[Shape boundary entries]
— Begin —
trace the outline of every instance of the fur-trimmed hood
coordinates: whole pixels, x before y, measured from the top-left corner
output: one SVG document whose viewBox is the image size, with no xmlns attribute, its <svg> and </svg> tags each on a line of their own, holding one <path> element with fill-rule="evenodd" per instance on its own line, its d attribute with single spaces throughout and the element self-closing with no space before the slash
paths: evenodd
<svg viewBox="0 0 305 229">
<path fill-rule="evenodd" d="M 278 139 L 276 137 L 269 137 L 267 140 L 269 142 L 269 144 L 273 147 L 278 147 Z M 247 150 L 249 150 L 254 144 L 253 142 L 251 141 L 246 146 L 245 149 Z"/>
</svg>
— End —
* [The request]: Quote the records above word for word, keeping every line as it is.

* [Response to this exercise]:
trace the outline of every instance of the fur-trimmed hood
coordinates: whole pixels, x before y, measured from the top-left corner
output: one SVG document whose viewBox is the image size, with no xmlns attribute, its <svg> and </svg> tags each on a line of their own, holding one <path> element with fill-rule="evenodd" per instance on its own line, its d attribute with single spaces throughout and the element self-closing with no space before the slash
paths: evenodd
<svg viewBox="0 0 305 229">
<path fill-rule="evenodd" d="M 278 139 L 276 137 L 269 137 L 267 140 L 269 142 L 269 144 L 273 147 L 278 147 Z M 247 150 L 249 150 L 254 144 L 253 142 L 251 141 L 246 146 L 245 149 Z"/>
</svg>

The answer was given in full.